## EXTRAIT DE PAGE
↓
Ce raisonnement offre une solution aisée à comprendre comme à appliquer. Il s’inscrit dans la logique de simplification qui irrigue le système mis en place en 2022. Cependant, à la lecture des textes, cela n’apparaît pas si nettement. Pour ne pas réduire à peau de chagrin le contenu du patrimoine professionnel, il semble néanmoins nécessaire d’estimer que, par principe, un bien, droit, obligation ou sûreté dont est titulaire l’entrepreneur ne peut faire partie de ses deux patrimoines en même temps [23]. Cette répartition exclusive peut certes paraître injuste, mais elle semble être la plus viable comme la plus aisée à mettre en œuvre par les juridictions.
La cour d’appel de Lyon s’inscrit résolument dans ce mouvement à travers une application attendue du critère de l’utilité à un bien mixte. Elle confirme que le « véhicule a un caractère utilitaire, quand bien même il serait également utilisé à des fins personnelles, et qu'il répond aux critères énoncés par l'article R.526-26 du code de commerce, pour l'inclure dans le patrimoine professionnel de M. [C] et ordonner sa vente aux enchères publiques ». C’est donc vainement que l’entrepreneur a stratégiquement tenté de mettre en évidence les caractéristiques de son pick-up – véhicule « premium » de tourisme avec une cabine de 5 places assises – pour le faire passer pour un véhicule utilisé à des fins strictement personnelles.
L’analyse judiciaire se fonde sur deux arguments forts au sens de l’article R. 526-26 du Code de commerce. Le premier concerne les caractéristiques du pick-up : elles laissent entendre son utilité pour l’exercice de l’activité agricole. Il est ainsi démontré que le véhicule est, par nature, utile à l’activité exercée quand bien même l’entrepreneur possédait aussi d’un fourgon utilitaire. En ce sens, les juges retiennent que le pick-up « dispose d'une capacité de chargement importante, qui s'avère utile aux transports de matériels, marchandises ou animaux qu'implique l'activité d'exploitant agricole et ce d'autant plus qu'il s'agit d'un véhicule tout terrain disposant d'un moteur de 180 chevaux, permettant de circuler aisément dans les chemins et terrains agricoles, ce qui n'est pas le cas du fourgon utilitaire Mercedes Benz utilisé par M. [C] pour effectuer des livraisons ». Au demeurant, il est signalé que c’est ce même pick-up qui fut utilisé pour faire visiter l’exploitation au liquidateur ; ce qui souligne une fois encore son caractère utile à l’activité. Somme toute, imaginerait-on Indiana Jones posséder lui aussi un pick-up, mais ne pas l’utiliser pour ses activités professionnelles ?
↑
## CONSIGNE
Prolongez le commentaire sur le pick-up et le patrimoine professionnel de l'entrepreneur en reprenant après sa dernière phrase.

## MATÉRIEL FOURNI
↓
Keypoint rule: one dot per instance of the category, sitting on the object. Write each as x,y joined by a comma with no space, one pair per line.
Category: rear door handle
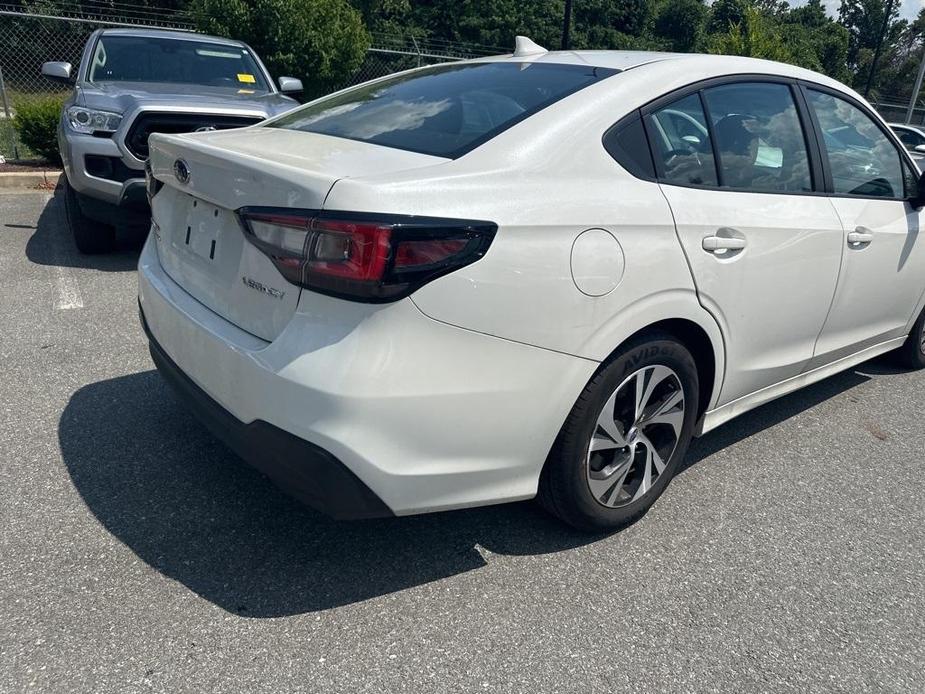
722,243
↑
## RÉSULTAT ATTENDU
Le second argument a trait à la comptabilité. À lui seul, il justifie la solution prononcée et mériterait, selon nous, que l’arrêt lui accorde plus d’importance. Il est ainsi avancé que « le bilan de l'exploitant, arrêté au 31 décembre 2022, comporte des « autres immobilisations corporelles » valorisées pour 16 863 euros, pouvant correspondre au véhicule litigieux acheté le 9 décembre 2015 au prix de 44 700 euros, que le commissaire de justice a évalué à 20 000 euros dans son procès-verbal d'inventaire des 18 et 26 octobre 2022 ». Or, pour les entrepreneurs individuels classiques [24], la comptabilité joue un rôle majeur en raison de la présomption simple instaurée par l’article R. 526-26 du Code de commerce [25]. Tout laissait donc croire – les faits comme la comptabilité – que le Volkswagen Amarok était utile à l’activité agricole.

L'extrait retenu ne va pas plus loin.